Document passage
But I must say, using his calorie count(as found on his website-very nice that he gives you the basics for free, without demanding you buy the book) my daily amounts (5'8" woman, not active, 2200 and 440, so an average of 1330) seemed generous compared to what SAD is telling me(1200, you glutton, and it should be way less, since you are a fat slug, but that's a minimum we're not supposed to go under, so resign yourself to a long, hard slog!).
Second, experiments done on animals and a few humans(interesting studies, glad they were included) indicated that eating every other day activate SIRT1(called something else in non-humans), which (in my words) guides your cells to repairing themselves instead of dying in the face of stress, and causes fat to move into the bloodstream and inhibits fat storage. The first part improves your health in many ways, the second helps you lose weight.

To do
1. In the diet passage, what does SIRT1 guide cells to do in the face of stress?
2. Reproduce word for word everything in the diet passage from "But I must say, using" down to "long, hard slog!).".
Rely only on the diet passage, not on outside knowledge.

Data shown
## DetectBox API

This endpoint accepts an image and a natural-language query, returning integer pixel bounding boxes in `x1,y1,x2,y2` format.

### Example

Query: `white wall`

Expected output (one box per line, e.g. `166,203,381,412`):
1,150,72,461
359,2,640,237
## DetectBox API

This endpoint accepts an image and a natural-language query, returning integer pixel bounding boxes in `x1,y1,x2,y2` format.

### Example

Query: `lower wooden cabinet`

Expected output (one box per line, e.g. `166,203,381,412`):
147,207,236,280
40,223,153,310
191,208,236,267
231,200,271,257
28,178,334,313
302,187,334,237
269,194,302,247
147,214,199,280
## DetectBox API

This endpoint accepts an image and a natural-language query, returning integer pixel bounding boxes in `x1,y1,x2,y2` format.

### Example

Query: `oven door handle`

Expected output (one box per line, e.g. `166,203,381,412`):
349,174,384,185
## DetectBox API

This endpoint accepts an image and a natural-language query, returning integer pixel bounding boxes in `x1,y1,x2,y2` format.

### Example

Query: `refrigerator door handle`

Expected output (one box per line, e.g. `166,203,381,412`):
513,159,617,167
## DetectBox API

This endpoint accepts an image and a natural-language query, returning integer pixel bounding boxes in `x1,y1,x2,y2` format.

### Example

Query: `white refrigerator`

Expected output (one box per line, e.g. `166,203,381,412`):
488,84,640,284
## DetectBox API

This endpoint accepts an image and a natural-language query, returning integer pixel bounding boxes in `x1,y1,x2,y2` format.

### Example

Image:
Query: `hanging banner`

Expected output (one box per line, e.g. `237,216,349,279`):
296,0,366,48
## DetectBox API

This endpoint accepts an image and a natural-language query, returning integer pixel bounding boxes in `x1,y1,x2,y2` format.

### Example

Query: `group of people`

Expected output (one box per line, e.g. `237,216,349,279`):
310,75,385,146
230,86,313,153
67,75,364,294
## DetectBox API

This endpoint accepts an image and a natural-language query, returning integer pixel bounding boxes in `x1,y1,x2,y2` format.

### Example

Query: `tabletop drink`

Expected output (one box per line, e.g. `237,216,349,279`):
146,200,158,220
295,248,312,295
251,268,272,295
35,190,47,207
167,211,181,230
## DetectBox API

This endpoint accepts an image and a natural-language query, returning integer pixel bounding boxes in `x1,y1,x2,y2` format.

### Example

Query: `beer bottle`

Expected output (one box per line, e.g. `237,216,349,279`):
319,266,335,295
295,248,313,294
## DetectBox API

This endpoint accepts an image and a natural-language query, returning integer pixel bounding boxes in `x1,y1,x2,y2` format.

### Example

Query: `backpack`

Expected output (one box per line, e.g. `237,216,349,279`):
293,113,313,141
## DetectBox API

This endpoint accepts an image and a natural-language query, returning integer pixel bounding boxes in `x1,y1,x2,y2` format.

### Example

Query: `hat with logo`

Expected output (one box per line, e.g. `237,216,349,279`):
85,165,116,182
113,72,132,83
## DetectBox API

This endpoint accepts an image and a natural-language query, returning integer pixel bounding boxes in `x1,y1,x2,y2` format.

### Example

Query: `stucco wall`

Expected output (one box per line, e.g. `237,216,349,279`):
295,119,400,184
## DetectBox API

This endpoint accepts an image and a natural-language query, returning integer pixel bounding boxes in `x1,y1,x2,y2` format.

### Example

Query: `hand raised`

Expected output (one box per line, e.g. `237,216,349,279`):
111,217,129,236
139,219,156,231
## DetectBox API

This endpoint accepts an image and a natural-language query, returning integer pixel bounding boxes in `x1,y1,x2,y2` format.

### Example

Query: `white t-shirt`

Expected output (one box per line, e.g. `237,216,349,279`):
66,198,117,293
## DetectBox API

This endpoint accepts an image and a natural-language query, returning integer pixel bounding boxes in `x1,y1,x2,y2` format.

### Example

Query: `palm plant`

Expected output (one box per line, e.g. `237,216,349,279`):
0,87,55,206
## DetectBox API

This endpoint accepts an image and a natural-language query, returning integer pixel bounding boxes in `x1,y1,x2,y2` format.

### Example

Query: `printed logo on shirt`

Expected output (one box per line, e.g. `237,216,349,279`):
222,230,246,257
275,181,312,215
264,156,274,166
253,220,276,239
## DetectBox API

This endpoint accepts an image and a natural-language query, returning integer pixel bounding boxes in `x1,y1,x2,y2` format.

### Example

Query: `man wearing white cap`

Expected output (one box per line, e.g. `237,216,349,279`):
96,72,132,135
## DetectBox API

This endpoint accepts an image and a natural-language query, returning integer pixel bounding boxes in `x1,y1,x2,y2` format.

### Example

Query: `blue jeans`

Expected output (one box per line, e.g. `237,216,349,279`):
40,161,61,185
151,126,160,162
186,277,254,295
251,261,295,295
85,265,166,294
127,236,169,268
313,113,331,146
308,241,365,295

Problem solutions
1. It guides them to repair themselves instead of dying.

2.
But I must say, using his calorie count(as found on his website-very nice that he gives you the basics for free, without demanding you buy the book) my daily amounts (5'8" woman, not active, 2200 and 440, so an average of 1330) seemed generous compared to what SAD is telling me(1200, you glutton, and it should be way less, since you are a fat slug, but that's a minimum we're not supposed to go under, so resign yourself to a long, hard slog!).